— What is required —
Output a verbatim segment of the astronomy outreach passage, starting at the words "This is not" and ending after the words "share their passion.".

— Document extract —
^^^^^^^^

This is not easy stuff. If you go to graduate school in astronomy, chances are good that you will spend time teaching undergraduates in some capacity and participating at public events like observatory open houses. These activities are sometimes viewed as a waste of time by more senior researchers, and are dumped in graduate students’ laps. On the contrary – this is some of the most important work you will do. It is crucial to educate the public about science in order for our nation and species to thrive, and that is not going to happen if scientists don’t learn to reach out and share their passion.

The Astronomy Ambassadors program is one way for early-career astronomers to learn crucial outreach skills. Started in January 2013 by the American Astronomical Society (AAS), the program provides a series of workshops and resources with the goal of improving astronomers’ ability to effectively communicate with students and the public. But the benefits of being an Astronomy Ambassador don’t stop there – the techniques you learn also apply when you are discussing and presenting research to colleagues and specialists.

^^^^^^^^

— Listed records —
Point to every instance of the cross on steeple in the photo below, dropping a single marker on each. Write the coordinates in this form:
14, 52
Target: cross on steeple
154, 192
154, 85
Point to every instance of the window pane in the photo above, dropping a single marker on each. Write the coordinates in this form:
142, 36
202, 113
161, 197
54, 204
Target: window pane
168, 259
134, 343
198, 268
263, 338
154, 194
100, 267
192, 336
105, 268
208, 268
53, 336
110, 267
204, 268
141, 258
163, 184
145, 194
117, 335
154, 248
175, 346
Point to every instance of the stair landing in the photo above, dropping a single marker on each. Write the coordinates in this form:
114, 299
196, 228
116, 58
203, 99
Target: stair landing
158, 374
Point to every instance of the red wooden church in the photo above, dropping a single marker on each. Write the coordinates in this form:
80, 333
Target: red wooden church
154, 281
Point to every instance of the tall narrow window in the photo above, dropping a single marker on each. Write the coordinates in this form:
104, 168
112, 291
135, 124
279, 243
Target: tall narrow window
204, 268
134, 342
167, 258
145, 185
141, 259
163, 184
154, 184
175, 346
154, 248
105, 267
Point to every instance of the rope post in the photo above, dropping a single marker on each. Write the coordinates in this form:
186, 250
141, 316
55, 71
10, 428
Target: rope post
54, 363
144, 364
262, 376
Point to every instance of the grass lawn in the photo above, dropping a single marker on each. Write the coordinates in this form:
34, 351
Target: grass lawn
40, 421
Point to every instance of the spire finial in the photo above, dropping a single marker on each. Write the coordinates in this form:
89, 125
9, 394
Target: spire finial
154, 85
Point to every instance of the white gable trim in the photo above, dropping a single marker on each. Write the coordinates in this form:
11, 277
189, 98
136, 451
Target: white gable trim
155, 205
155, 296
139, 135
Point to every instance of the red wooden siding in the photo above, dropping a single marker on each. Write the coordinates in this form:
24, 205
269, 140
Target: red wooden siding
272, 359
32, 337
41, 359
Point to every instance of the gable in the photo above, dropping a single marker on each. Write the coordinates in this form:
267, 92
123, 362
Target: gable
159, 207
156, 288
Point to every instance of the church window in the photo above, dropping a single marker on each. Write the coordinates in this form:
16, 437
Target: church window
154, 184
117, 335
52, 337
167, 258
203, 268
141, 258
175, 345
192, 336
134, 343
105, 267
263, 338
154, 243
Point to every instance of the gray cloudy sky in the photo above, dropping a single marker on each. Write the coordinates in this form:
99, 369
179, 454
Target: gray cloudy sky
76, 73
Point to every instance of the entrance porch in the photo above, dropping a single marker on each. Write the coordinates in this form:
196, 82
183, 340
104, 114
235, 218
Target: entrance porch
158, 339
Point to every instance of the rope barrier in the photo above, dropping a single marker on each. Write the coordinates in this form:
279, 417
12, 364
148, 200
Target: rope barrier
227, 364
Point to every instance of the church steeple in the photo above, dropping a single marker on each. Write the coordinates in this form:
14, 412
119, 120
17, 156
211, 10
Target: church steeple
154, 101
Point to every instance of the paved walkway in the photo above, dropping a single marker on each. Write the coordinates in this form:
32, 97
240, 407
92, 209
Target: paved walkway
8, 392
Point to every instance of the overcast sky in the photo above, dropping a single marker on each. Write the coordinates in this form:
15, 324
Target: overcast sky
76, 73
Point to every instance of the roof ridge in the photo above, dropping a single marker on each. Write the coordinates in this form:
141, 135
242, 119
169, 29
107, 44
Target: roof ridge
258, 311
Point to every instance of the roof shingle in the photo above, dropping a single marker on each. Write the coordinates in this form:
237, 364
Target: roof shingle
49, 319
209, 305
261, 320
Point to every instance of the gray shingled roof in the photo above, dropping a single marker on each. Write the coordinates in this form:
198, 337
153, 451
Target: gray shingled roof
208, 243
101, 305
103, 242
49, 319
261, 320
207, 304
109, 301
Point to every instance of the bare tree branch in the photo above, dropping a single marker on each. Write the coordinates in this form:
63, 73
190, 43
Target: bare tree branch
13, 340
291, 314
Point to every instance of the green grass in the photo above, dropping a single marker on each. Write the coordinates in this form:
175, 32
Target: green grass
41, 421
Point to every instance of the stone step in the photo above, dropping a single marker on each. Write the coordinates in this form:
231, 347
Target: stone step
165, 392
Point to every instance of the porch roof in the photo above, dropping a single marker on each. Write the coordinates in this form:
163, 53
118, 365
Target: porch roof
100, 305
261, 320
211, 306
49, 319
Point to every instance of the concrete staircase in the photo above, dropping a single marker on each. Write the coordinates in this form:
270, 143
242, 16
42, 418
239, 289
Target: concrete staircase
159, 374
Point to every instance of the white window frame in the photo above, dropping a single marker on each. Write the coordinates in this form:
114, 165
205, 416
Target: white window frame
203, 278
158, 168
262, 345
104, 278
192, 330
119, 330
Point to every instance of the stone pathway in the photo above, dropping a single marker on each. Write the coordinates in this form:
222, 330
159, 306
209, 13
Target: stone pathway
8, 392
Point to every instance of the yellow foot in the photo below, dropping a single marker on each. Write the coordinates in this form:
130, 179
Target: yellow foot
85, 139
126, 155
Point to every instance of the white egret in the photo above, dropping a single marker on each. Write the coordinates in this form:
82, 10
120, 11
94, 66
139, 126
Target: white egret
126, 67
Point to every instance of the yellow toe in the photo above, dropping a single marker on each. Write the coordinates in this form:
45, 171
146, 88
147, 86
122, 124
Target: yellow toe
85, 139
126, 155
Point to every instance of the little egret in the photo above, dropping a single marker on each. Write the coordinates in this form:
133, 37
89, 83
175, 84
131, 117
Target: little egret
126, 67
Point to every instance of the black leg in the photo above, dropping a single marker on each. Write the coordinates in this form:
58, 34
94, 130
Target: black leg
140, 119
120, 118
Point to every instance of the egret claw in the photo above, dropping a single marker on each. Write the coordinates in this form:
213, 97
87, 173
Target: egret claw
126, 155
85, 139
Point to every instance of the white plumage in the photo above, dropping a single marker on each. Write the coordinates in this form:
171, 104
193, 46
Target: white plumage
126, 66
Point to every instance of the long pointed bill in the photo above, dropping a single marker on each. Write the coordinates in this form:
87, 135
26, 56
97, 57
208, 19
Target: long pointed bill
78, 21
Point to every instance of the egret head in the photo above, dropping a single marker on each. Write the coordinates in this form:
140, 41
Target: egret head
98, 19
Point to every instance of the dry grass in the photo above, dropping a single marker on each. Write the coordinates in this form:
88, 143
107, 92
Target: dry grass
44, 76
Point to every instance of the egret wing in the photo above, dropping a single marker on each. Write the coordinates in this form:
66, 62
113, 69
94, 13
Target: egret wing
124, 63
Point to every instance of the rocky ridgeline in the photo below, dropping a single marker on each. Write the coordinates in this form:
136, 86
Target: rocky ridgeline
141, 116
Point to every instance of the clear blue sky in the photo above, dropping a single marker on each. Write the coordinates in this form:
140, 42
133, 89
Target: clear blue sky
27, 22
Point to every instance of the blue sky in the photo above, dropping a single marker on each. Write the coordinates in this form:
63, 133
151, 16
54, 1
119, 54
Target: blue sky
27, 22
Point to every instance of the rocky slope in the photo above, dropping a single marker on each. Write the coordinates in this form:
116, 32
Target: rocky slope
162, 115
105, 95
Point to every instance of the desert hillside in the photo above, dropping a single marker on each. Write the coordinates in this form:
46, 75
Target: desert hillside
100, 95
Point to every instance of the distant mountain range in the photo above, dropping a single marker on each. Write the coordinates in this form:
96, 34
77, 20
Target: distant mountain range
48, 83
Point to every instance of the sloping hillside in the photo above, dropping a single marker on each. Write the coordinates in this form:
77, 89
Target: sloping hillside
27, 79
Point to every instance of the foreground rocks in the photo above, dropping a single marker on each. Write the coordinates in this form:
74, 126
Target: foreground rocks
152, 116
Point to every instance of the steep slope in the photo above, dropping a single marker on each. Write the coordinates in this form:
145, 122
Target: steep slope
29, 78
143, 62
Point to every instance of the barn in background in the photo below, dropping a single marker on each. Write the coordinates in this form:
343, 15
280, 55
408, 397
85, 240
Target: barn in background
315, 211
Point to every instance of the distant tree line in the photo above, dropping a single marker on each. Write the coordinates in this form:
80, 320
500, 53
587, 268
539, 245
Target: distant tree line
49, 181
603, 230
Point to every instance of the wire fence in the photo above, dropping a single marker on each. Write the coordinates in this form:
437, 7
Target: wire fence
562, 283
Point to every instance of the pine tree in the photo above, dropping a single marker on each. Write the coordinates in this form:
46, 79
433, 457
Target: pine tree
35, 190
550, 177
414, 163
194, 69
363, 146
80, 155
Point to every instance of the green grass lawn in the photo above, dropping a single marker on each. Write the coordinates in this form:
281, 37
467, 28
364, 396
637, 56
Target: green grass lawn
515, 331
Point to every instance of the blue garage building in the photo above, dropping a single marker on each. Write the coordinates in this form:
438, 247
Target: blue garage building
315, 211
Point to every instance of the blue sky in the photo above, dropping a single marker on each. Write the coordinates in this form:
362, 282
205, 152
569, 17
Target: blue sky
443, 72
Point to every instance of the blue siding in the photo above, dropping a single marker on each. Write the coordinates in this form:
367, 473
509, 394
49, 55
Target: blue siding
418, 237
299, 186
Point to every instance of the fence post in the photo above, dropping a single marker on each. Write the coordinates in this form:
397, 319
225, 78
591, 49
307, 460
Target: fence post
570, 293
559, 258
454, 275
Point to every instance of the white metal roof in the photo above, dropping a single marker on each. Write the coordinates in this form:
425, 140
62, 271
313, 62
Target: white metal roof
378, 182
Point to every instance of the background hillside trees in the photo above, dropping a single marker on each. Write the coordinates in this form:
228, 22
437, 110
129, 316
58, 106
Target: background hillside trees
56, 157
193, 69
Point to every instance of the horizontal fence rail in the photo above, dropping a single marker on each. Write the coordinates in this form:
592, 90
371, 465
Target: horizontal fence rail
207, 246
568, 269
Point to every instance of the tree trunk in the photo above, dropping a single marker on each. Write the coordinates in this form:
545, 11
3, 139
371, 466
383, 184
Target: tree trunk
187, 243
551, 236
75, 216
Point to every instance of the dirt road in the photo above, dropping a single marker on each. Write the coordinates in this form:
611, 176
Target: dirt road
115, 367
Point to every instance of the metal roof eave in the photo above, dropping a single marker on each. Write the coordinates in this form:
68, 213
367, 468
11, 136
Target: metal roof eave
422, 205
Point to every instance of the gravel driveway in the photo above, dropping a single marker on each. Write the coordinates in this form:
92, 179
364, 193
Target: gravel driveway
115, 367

^^^^^^^^

— Result below —
This is not easy stuff. If you go to graduate school in astronomy, chances are good that you will spend time teaching undergraduates in some capacity and participating at public events like observatory open houses. These activities are sometimes viewed as a waste of time by more senior researchers, and are dumped in graduate students’ laps. On the contrary – this is some of the most important work you will do. It is crucial to educate the public about science in order for our nation and species to thrive, and that is not going to happen if scientists don’t learn to reach out and share their passion.